== Working data ==

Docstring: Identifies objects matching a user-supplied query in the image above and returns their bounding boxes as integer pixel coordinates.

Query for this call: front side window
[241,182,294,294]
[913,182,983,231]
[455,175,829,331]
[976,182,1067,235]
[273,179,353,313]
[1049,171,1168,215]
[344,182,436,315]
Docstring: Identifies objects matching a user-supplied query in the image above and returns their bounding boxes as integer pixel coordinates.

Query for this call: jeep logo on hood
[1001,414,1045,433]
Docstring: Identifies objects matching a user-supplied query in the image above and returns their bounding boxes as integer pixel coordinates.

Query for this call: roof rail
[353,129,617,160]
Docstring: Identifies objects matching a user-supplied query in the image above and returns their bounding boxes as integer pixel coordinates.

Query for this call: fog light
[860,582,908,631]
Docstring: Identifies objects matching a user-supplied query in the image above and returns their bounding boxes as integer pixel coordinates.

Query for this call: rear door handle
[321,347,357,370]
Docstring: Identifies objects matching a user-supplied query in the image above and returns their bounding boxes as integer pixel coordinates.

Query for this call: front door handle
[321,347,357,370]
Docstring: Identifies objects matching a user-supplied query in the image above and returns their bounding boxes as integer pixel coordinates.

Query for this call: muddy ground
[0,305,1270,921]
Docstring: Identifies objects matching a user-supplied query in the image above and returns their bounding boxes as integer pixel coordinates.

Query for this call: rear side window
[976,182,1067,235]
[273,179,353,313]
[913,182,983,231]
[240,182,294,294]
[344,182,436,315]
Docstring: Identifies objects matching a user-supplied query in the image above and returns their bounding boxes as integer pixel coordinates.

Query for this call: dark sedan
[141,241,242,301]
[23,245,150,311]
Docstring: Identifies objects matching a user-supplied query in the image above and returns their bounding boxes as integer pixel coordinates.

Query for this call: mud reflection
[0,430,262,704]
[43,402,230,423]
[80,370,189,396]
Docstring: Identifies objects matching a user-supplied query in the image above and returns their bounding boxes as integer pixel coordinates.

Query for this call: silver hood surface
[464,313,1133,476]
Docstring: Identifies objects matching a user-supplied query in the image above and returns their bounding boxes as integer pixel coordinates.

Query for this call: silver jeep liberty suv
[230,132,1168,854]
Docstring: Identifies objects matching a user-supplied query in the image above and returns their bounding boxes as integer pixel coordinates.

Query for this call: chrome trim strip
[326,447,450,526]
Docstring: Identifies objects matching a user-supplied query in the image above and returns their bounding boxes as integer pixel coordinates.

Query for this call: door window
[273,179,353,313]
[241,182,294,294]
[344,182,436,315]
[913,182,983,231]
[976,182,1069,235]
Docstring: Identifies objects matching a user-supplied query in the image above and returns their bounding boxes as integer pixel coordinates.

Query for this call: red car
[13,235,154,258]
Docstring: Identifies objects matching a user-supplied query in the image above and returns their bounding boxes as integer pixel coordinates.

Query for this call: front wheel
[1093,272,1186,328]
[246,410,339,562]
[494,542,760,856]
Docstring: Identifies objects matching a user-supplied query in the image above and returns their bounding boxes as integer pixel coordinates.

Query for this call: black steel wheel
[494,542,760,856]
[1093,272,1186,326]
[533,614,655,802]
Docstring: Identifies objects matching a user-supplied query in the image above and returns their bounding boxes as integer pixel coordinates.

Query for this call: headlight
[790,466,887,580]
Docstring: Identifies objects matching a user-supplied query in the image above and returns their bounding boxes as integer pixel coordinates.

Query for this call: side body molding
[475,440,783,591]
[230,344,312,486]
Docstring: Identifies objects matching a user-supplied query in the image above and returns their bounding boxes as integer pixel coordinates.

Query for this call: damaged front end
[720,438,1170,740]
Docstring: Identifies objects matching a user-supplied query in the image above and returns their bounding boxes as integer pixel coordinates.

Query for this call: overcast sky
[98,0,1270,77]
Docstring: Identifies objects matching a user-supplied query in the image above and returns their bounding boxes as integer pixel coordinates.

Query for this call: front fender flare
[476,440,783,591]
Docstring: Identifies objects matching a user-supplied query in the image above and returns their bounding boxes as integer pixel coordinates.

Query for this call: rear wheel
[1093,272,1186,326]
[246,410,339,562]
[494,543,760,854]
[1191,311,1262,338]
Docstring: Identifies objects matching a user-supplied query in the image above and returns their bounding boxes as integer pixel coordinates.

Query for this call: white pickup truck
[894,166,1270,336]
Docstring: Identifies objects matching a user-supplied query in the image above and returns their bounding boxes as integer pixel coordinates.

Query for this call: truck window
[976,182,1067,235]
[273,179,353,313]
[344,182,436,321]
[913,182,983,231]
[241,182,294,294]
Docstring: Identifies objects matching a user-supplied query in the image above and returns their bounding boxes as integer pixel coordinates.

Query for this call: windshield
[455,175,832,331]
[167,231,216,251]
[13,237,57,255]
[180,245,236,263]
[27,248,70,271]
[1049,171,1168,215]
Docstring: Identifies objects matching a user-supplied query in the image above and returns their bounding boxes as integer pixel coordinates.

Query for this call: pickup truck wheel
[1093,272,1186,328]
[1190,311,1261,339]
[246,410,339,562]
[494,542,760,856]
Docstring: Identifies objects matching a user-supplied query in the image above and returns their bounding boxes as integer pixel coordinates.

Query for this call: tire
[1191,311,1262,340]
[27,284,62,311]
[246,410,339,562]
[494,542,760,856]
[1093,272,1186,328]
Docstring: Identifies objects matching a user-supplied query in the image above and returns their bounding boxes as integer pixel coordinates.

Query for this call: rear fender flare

===

Pull out each line of the records that contains the word "pickup", treating uppercase and lowercase as different.

Query for this call: white pickup truck
Query for this call: pickup truck wheel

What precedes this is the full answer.